§ Material shown
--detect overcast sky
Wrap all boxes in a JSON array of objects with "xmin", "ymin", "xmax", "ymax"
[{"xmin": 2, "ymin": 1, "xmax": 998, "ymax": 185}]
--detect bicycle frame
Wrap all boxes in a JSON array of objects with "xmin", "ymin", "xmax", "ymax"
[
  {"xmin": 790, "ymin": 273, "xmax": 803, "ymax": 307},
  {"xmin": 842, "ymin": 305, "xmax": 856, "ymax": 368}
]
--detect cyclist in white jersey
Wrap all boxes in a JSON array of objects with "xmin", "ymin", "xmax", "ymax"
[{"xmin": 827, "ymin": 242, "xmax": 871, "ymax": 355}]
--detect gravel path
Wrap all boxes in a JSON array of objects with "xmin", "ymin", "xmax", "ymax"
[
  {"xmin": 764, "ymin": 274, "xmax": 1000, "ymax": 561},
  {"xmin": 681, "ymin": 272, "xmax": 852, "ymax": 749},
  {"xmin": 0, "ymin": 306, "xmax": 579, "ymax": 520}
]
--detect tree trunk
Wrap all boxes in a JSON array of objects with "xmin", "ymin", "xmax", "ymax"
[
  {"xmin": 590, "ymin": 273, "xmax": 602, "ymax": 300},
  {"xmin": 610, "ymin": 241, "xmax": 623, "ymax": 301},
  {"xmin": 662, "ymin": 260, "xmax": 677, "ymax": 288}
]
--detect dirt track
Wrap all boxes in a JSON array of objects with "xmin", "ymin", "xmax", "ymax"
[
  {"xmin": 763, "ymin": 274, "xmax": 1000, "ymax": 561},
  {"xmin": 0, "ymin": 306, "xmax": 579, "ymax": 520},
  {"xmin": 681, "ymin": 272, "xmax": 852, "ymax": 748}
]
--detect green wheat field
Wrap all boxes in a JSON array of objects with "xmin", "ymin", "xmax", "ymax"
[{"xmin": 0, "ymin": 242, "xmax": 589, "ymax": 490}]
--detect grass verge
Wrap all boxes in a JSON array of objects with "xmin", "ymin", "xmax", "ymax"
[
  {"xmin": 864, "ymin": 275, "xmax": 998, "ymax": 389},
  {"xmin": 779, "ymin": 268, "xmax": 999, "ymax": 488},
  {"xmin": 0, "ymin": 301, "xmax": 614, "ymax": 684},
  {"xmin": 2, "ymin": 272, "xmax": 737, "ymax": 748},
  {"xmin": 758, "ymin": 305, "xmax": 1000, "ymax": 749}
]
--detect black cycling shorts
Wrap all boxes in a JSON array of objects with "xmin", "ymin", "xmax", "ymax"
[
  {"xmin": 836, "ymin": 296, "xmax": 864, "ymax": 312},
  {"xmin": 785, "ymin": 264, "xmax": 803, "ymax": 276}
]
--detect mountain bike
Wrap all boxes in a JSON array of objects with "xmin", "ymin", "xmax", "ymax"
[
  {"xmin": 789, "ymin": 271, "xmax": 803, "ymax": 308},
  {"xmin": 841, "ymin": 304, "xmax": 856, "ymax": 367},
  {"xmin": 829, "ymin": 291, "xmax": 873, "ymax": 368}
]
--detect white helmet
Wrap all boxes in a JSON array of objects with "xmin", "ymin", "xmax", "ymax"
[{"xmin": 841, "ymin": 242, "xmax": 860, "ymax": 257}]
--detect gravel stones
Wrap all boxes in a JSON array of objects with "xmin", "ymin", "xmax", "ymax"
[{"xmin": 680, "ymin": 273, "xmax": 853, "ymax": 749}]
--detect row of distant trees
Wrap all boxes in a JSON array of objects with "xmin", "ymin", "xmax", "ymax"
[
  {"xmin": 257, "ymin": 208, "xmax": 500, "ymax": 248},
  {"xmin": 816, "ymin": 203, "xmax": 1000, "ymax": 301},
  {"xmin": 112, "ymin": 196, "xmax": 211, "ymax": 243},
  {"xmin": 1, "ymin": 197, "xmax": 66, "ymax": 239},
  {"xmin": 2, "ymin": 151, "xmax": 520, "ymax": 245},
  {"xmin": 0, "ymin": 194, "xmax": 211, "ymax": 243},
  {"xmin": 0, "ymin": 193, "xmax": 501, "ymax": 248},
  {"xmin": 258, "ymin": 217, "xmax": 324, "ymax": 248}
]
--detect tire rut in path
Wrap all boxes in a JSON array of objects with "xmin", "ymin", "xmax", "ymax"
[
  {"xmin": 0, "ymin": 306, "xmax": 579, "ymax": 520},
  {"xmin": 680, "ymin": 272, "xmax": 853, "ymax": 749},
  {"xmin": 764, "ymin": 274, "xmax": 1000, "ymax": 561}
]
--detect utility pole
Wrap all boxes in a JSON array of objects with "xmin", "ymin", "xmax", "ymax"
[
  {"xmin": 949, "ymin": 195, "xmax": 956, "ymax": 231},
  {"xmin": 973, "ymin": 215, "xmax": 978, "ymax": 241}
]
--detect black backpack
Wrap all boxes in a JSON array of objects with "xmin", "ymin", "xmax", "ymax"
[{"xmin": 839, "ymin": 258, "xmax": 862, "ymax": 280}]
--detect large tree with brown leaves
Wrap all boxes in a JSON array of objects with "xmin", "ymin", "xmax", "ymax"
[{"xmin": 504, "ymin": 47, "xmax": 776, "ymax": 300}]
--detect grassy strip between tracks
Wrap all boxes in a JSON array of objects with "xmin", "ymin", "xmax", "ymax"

§ Required work
What belongs in the answer is each line from the listing above that contains "path".

§ Response for this exercise
--detect gravel path
--detect tire rut in path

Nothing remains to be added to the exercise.